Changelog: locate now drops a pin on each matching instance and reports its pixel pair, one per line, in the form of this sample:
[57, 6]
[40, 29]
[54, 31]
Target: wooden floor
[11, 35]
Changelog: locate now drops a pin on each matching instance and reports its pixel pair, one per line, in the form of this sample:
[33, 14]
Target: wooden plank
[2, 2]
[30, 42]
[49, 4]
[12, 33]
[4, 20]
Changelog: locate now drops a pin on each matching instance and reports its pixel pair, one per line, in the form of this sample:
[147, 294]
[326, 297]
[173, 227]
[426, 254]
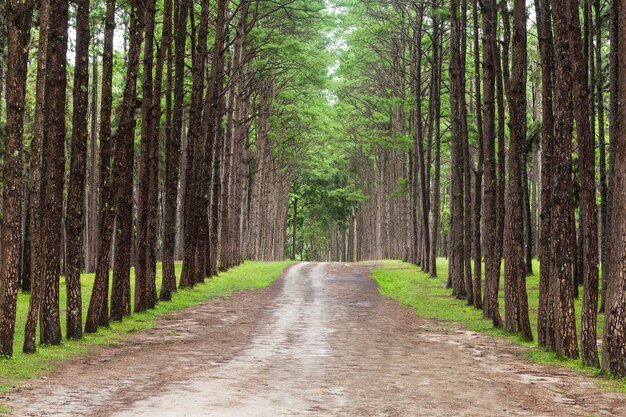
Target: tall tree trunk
[76, 196]
[92, 231]
[111, 182]
[589, 210]
[492, 274]
[214, 109]
[614, 339]
[561, 244]
[436, 113]
[456, 268]
[123, 169]
[515, 297]
[602, 147]
[35, 183]
[56, 81]
[478, 186]
[17, 15]
[143, 187]
[195, 157]
[172, 154]
[545, 316]
[164, 53]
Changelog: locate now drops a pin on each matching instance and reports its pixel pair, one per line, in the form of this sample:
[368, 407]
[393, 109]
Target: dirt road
[320, 342]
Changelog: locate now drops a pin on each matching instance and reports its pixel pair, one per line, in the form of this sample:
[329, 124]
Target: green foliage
[22, 366]
[429, 298]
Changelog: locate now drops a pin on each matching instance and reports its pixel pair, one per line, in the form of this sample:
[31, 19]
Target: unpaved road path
[321, 341]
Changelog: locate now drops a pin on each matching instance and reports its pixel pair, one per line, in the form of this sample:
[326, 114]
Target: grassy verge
[246, 276]
[430, 299]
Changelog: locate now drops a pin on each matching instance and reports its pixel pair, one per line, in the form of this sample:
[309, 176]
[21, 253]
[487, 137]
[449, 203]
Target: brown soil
[321, 341]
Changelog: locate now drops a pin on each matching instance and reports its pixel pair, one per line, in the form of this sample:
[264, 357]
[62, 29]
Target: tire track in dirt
[321, 341]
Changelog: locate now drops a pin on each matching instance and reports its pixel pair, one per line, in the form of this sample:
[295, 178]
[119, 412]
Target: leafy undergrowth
[248, 275]
[429, 298]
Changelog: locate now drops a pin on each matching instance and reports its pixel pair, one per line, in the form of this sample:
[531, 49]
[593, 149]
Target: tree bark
[172, 153]
[35, 184]
[17, 15]
[561, 244]
[76, 195]
[515, 297]
[56, 81]
[614, 339]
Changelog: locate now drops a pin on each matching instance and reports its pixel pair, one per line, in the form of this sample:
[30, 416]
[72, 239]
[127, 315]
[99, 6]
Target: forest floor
[320, 341]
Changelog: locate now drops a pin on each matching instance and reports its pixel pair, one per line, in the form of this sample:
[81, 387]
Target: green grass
[430, 299]
[21, 366]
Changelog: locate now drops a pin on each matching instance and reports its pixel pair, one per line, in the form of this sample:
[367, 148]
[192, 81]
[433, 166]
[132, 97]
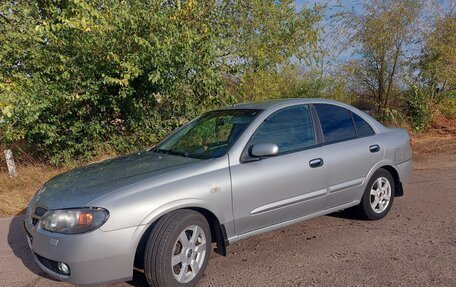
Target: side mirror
[262, 150]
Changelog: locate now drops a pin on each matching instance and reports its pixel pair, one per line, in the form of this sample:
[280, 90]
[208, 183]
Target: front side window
[290, 129]
[336, 122]
[210, 135]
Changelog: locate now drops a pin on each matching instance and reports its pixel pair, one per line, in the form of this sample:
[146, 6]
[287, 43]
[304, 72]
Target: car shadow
[17, 241]
[139, 280]
[347, 214]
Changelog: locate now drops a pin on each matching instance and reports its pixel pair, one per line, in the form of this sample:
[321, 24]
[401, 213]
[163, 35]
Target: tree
[437, 63]
[381, 35]
[81, 77]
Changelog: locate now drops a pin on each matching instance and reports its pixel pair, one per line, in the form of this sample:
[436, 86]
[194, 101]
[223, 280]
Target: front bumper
[93, 258]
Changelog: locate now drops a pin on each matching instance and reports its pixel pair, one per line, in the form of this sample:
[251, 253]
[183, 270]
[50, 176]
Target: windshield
[210, 135]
· · · · ·
_Try it:_ Using the material above, return every line exactly as it appears, minus the pictures.

_Finished exercise:_
Changelog: locate now drops a pin on each matching instance and reports its pixel pair, one per line, in the form of this sample:
[57, 6]
[40, 29]
[54, 31]
Target: wooden floor
[11, 35]
Changelog: locate now drops a pin on each matching instance and reports its pixel pair, one per line, in the form of this sample:
[33, 14]
Target: wooden plank
[2, 2]
[30, 42]
[49, 4]
[12, 33]
[4, 20]
Changelog: locate now drops a pin on each matching instance and reports its pixel pair, one per line, in the form of this sample:
[147, 294]
[326, 297]
[173, 227]
[426, 254]
Target: tall tree trunk
[76, 196]
[92, 231]
[111, 182]
[589, 210]
[492, 274]
[214, 109]
[614, 339]
[561, 244]
[436, 113]
[456, 268]
[123, 169]
[515, 297]
[602, 147]
[35, 183]
[56, 81]
[478, 186]
[17, 15]
[143, 187]
[195, 157]
[172, 154]
[545, 316]
[164, 53]
Changelog: locate now drops a pin on each matching instance and reports its pixel pair, one per line, in the form of this sample:
[368, 407]
[393, 109]
Target: dirt road
[320, 342]
Changelog: locate now drops a pin on each matching instance and reports its pixel pair, one per line, in the form of this sample:
[329, 124]
Target: green foliage
[22, 366]
[429, 298]
Changelog: locate now drops a pin on each matching instance and reports its pixel pair, one per line, in the form of this sample:
[31, 19]
Target: unpaved road path
[321, 341]
Changelog: locate now drops a pin on each matching instance and reports its pixel pair, one per line, in the form of this sample:
[326, 114]
Target: grassy verge
[246, 276]
[430, 299]
Changelog: locate now drops a pin on each matching instance and reports its pixel pair, one per line, in the form of this sample:
[309, 176]
[21, 253]
[487, 137]
[449, 203]
Target: brown soil
[321, 341]
Changelog: locate now drops a pin on each matching instance and reports its pixel pair, one per line, in the form of this sample:
[264, 357]
[62, 29]
Target: tire track in dirt
[321, 341]
Changelog: locate now drops a pin on each matching instance and reports its pixel pair, one per line, in the form of this sample:
[295, 178]
[119, 412]
Target: leafy undergrowth
[248, 275]
[429, 298]
Changelog: locate now drops a pin on each matching instance and reports its pixel pair, one per line, in the form of this sample:
[531, 49]
[593, 149]
Target: tree bark
[172, 153]
[35, 184]
[17, 15]
[561, 244]
[76, 195]
[515, 297]
[56, 81]
[614, 339]
Changelog: locate now drops a pin on each matching instance and reports its pixel pair, one per line, in the form of this sample:
[30, 416]
[72, 239]
[127, 315]
[99, 6]
Target: forest floor
[320, 341]
Changelog: locate now drops a pin on each matching instance and reports its pixel pair, one per line, in the form of this sample:
[81, 387]
Target: green grass
[430, 299]
[21, 366]
Changelog: locate now drops a pin on each matching instance and reports its pixel pair, one per line, in the form of this sample:
[367, 148]
[192, 81]
[433, 166]
[132, 97]
Target: side mirror
[262, 150]
Changelog: locate now drops a pin on each matching instance and reports its pixel pair, one per line, in the form of this sample:
[280, 90]
[208, 183]
Target: front side window
[290, 129]
[336, 122]
[210, 135]
Changelog: locate now drops a pin on each matching instance and reports its pixel pair, one per line, in the form of this sample:
[146, 6]
[287, 43]
[304, 72]
Target: car shadow
[17, 241]
[139, 280]
[347, 214]
Changelog: locate now drops a pin on each matching instance and reports its pixel pair, one per line, in the form of this sample:
[321, 24]
[401, 213]
[163, 35]
Target: tree
[437, 63]
[381, 35]
[81, 77]
Changelog: locate now drops a pin on each matching instance and reports its pixel pair, one per line, in the form of this sample:
[436, 86]
[194, 101]
[223, 280]
Target: front bumper
[93, 258]
Changelog: locate now drops a pin on each matching instance and reports its pixel pair, one per line, in the form of this sample:
[251, 253]
[183, 270]
[50, 176]
Target: windshield
[210, 135]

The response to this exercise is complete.